-------- Records provided
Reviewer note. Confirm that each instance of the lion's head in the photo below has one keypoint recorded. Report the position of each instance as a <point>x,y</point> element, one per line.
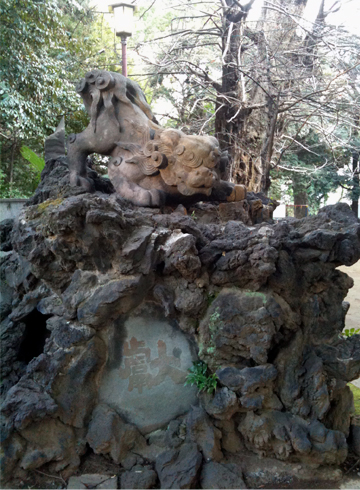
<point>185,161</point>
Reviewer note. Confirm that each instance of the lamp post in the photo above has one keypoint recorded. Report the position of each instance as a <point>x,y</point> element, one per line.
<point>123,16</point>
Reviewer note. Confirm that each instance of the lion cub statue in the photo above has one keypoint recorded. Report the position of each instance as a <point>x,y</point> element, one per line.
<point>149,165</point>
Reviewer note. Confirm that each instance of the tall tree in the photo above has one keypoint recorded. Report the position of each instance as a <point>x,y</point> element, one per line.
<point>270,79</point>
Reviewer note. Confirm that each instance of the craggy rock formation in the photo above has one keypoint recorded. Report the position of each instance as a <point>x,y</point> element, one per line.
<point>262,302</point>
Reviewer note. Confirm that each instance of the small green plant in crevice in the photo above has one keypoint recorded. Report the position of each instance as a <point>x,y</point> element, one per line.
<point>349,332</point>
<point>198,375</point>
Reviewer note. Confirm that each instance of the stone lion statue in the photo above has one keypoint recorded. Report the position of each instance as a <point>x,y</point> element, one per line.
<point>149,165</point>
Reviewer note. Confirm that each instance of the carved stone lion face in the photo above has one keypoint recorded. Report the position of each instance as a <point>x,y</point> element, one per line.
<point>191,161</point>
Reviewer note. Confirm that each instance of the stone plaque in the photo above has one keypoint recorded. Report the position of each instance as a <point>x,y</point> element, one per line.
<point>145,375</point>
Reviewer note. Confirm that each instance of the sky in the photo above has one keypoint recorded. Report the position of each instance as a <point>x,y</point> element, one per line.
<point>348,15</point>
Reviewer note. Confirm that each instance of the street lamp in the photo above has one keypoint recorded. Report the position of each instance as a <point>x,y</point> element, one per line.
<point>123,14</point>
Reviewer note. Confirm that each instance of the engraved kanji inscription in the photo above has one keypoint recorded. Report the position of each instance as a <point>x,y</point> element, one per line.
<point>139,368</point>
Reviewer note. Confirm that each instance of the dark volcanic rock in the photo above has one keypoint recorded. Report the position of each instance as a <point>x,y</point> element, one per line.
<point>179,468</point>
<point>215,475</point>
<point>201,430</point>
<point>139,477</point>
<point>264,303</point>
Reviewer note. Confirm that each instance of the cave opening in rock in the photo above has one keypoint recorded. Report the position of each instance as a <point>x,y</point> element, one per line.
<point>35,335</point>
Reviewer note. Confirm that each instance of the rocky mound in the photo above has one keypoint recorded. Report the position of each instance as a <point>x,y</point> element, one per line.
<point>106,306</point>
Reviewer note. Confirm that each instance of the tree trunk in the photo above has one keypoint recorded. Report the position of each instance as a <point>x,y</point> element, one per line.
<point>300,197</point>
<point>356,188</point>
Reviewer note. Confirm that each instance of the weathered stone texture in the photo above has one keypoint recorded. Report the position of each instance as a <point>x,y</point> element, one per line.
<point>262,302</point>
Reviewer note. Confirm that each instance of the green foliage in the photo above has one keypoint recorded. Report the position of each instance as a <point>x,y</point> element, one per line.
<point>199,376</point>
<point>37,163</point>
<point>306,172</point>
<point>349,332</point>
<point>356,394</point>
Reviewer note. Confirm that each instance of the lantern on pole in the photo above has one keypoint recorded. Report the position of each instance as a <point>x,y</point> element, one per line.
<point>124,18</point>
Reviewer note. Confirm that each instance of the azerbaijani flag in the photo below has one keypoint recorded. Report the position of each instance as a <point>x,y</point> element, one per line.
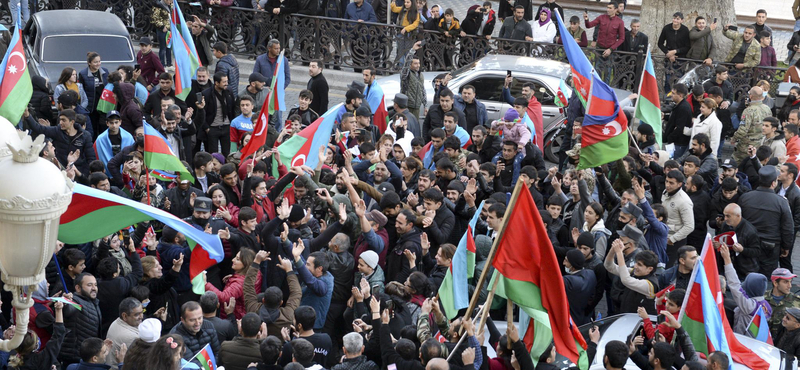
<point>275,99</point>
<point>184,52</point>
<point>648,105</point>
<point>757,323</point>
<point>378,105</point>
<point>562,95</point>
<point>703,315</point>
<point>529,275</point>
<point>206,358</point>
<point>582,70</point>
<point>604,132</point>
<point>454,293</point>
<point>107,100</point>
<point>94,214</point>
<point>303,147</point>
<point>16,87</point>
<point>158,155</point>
----------------
#### Your assignment:
Where the line containing "Reviewer note. Confirm that each instance of the weathered" appears, begin copying there and continue exactly through the final line of the records; both end lines belong in the copy, pictures do not.

#### Task answer:
Reviewer note. Confirm that each instance of the weathered stone texture in the photo above has one keypoint recorded. Report the position of each instance as a <point>x,y</point> element, one per line.
<point>262,302</point>
Reviewer note. Confirm that each instance of the green foliage in the photo above has one keypoint recorded. Report the position of each instance as a <point>x,y</point> element, one per line.
<point>199,376</point>
<point>37,163</point>
<point>306,172</point>
<point>349,332</point>
<point>356,394</point>
Reviewer note. Confirm that each instance of the lantern on pole in the photo above has one keypoint recorded. Report the position of each instance as a <point>x,y</point> element, one per line.
<point>124,18</point>
Reviewer note. Confirm that each instance of the azerbaijani flag in the photo below has one keypoint recorded. Report the position of each instance as a <point>x,y</point> element, one per line.
<point>275,99</point>
<point>184,52</point>
<point>648,105</point>
<point>757,323</point>
<point>378,105</point>
<point>562,95</point>
<point>703,315</point>
<point>529,275</point>
<point>206,358</point>
<point>582,70</point>
<point>604,132</point>
<point>454,293</point>
<point>107,100</point>
<point>94,214</point>
<point>303,147</point>
<point>16,87</point>
<point>158,155</point>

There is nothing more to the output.